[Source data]
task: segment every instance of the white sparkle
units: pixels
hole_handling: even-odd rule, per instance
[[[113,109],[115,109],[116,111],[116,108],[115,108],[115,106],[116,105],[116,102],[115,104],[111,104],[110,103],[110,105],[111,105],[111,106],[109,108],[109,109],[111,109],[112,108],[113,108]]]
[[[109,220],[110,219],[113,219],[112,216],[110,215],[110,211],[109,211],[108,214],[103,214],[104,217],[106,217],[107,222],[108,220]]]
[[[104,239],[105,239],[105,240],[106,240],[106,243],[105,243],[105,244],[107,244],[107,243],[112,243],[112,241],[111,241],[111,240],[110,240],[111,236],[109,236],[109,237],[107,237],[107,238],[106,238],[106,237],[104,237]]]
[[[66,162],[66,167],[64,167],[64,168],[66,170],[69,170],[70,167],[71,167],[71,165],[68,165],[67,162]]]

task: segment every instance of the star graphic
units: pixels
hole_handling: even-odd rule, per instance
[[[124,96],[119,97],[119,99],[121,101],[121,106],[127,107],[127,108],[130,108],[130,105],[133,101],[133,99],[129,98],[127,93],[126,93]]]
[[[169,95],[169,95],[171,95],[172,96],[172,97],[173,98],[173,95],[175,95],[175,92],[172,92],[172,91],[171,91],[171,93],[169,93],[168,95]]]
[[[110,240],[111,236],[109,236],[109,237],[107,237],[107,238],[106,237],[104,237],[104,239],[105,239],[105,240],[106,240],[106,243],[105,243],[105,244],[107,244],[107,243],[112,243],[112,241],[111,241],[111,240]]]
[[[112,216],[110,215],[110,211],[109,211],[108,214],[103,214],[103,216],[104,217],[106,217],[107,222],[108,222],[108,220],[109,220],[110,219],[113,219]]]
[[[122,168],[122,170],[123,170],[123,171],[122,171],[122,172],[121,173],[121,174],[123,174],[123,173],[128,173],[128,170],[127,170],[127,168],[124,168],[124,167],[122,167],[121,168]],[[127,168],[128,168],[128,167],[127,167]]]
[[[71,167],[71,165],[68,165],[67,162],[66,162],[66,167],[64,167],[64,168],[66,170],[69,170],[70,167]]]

GIVEN EXERCISE >>
Pick out each line of the data above that contains the word "segment".

RESPONSE TO THE TASK >>
task: segment every instance of the white sparkle
task: segment every instance of the star graphic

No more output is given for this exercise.